Given task a: In the rows, starting at the line that contains "Tag one point on each instance of the shallow" and continuing through the end of the rows, substitute "wet sand patch" for "shallow water reflection" and write those lines out again with nothing else altered.

Selection:
The rule of thumb to design a new device is:
- 1 analog electronic engineer
- 10 digital electronic engineers
- 100 software engineers

This.  Most hardware doesn't do much interesting with software -- not just firmware, but often drivers, application software, network software, database software, mobile software, the list goes on.  And the higher levels tend to be more complex even if it seems simpler due to higher level languages and library abstractions.  Application software simply has more ways to go wrong.  It interacts with more unpredictable things including the most unpredictable component: the user.  So it takes more development effort to get something reliable that actually does what the user wants.  A lot of that development is best done by someone who understands the hardware behind it all.

In fact, its not just hardware engineers.  Almost every technical job is going this way to some extent.  If you want to do X, you are going to need to tell a computer how to X.  If nobody has done exactly your X before, that is going to involve something similar to coding.

Given task b: According to the selection, what is the most unpredictable component that application software interacts with?

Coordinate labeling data
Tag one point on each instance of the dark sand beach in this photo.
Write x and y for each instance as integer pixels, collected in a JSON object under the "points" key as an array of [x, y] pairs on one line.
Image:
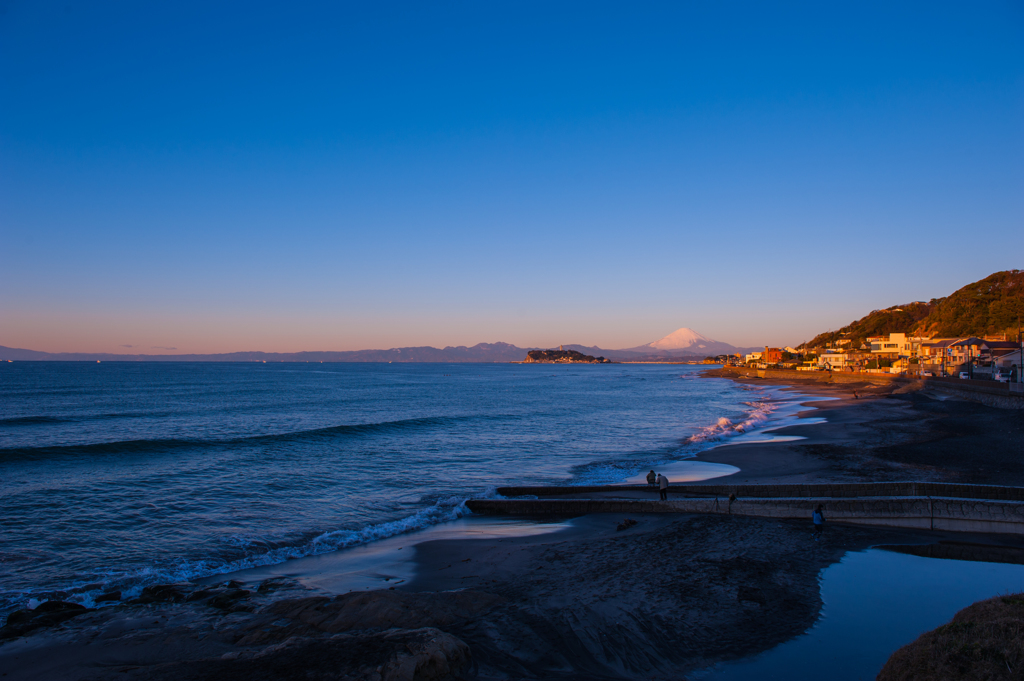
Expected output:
{"points": [[673, 594]]}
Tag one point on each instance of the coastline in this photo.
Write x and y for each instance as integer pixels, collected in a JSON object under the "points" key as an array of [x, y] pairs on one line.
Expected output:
{"points": [[672, 595], [888, 432]]}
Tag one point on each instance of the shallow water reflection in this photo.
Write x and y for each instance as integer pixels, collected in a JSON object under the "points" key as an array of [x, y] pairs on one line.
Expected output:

Output a:
Tag one point on each instance of the wet sand patch in this photo.
Write x and y for each instance as integer pixels, collected in a JSON object under the "points" key as an array of [x, y] pairs on one line.
Expected output:

Output b: The user.